▶ [RAW DATA]

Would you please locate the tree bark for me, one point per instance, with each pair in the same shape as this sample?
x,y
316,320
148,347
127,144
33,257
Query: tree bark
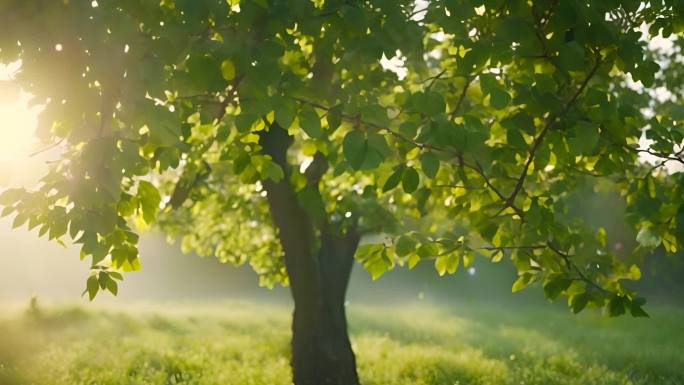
x,y
318,262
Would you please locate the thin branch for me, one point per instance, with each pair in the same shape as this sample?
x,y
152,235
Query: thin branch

▶ [INSTRUCTION] Reproduce the lines above verbatim, omitting the pictures from your reply.

▶ [TASK SOLUTION]
Would you please locate the tree bark for me, one point per instance, with each pair in the same shape as this sample?
x,y
316,320
148,347
127,144
33,257
Query: tree bark
x,y
318,262
Would you please locate the thin branch for me, one point per instance, with each pair in the same shape as this sample?
x,y
152,235
Query: thin branch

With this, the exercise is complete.